Recorded data:
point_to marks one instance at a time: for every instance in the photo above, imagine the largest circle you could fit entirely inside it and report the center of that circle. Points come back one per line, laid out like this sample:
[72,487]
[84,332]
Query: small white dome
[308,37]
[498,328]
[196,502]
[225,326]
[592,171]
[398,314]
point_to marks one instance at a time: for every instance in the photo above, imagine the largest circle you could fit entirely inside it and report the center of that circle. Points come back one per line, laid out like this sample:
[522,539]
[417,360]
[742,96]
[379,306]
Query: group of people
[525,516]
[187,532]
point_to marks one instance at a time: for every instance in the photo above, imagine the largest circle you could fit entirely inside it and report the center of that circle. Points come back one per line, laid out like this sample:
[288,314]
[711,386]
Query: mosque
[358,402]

PROBLEM DESCRIPTION: Transcribe the data in full, keeping every detail.

EXPECTED ANSWER:
point_to marks one instance at a time: for every instance in the photo above, imagine the largest circle you could fit entirely inside it and report the center of that circle. Points come back one per line, laid out like this sample:
[72,487]
[84,332]
Query: small white dome
[308,37]
[498,328]
[196,502]
[225,326]
[592,171]
[398,314]
point_to marks one instance at a time: for every instance in the photo above, imagine the largest circle you could fit entirely inside it and report the center of that circle. Points come back one per line, laid out like this sample:
[522,539]
[417,360]
[742,96]
[379,306]
Query: group of people
[525,516]
[187,532]
point_to marks one instance at a time: for every instance in the photo above, imagine the largest circle you could fit entirely inside it and report the center of that circle. Points come back one per line, laid out like this sample:
[288,314]
[711,386]
Query: mosque
[358,402]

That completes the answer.